→ **Exercise details**:
Count how many lines of the records contain the string "person", with case counting, and reply with only that number.

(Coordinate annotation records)
+++++
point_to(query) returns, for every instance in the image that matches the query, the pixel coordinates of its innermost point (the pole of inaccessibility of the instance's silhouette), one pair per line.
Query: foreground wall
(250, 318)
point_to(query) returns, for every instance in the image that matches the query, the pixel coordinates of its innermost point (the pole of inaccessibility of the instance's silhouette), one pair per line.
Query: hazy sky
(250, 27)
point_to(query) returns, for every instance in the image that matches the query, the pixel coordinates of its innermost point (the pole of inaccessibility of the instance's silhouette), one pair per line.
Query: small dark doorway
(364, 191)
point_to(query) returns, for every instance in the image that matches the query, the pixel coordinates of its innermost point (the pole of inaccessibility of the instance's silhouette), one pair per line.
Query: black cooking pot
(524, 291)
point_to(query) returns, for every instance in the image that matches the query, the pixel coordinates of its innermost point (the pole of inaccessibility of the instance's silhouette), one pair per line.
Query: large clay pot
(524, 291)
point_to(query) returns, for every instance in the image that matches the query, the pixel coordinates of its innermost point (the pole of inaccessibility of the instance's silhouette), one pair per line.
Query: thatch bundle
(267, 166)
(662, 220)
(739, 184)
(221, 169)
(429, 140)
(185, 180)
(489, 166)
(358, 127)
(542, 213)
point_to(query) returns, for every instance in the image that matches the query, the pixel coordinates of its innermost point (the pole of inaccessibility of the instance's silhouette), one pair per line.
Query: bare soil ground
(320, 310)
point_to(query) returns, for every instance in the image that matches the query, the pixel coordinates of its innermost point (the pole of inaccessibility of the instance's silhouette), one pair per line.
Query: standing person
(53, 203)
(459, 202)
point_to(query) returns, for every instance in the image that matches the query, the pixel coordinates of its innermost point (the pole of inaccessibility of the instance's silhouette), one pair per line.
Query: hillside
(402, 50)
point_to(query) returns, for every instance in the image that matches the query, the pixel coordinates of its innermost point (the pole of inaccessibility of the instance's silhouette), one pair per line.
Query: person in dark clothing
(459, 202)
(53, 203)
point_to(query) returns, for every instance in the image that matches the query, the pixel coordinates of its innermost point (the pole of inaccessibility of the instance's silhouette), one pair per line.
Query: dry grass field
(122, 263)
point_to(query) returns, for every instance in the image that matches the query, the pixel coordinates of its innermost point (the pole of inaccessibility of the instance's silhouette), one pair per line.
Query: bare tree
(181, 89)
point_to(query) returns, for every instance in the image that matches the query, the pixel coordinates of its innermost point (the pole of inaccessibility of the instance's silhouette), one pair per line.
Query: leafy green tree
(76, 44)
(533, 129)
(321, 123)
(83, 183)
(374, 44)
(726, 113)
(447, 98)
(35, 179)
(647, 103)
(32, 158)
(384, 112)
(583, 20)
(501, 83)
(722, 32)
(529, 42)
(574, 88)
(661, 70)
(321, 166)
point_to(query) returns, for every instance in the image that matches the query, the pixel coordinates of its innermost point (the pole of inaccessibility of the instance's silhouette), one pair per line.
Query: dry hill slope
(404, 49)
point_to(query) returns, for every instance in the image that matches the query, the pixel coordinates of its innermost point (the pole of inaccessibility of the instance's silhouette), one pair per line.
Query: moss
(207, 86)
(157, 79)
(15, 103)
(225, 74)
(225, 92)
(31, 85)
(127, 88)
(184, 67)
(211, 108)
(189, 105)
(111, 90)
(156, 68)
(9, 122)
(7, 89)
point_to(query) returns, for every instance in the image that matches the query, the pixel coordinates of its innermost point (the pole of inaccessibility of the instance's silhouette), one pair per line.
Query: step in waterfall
+++++
→ **Full output**:
2